- Opening Delimiter -

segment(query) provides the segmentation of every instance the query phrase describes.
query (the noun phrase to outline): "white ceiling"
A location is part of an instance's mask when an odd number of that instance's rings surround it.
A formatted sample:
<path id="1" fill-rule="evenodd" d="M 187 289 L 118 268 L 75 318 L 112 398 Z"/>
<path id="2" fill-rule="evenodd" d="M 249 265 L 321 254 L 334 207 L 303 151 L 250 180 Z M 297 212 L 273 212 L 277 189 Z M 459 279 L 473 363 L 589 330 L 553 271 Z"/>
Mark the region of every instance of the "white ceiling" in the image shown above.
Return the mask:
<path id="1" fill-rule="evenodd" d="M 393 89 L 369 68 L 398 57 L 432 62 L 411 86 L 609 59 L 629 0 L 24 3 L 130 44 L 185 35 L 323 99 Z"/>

- Closing Delimiter -
- Opening Delimiter -

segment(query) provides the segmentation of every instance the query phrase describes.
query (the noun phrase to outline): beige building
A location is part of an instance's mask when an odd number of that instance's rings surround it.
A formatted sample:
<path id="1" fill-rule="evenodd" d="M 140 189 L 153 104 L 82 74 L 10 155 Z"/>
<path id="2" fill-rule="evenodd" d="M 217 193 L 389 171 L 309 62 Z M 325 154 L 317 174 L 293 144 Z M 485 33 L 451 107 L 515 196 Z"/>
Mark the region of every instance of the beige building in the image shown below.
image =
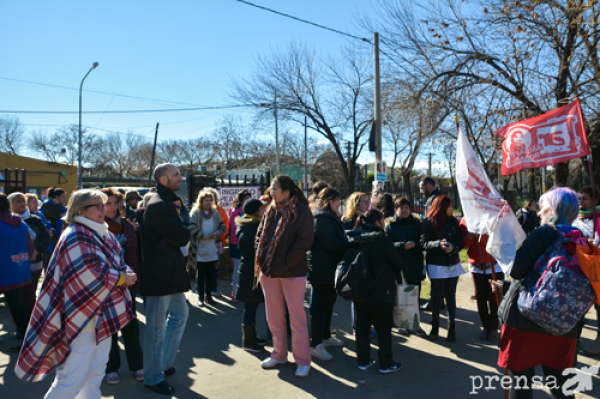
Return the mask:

- Closing Delimiter -

Take each line of the material that contains the word "query" and list it.

segment(query) provides the segmentation of every instance the query phrase describes.
query (the noun phrase to outline): "white ceiling"
segment(query) provides the segmentation of every instance the query phrase describes.
query (the noun phrase to outline): beige building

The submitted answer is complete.